> [DO THIS]
Can you write out each of the entries below, word for word?

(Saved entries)
____________
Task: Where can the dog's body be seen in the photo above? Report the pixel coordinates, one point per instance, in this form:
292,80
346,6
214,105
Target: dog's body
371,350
____________
> [SOLUTION]
Task: Where can the dog's body be seen in the photo above? Report the pixel coordinates, one point per instance, in this form:
292,80
346,6
214,105
Target: dog's body
371,350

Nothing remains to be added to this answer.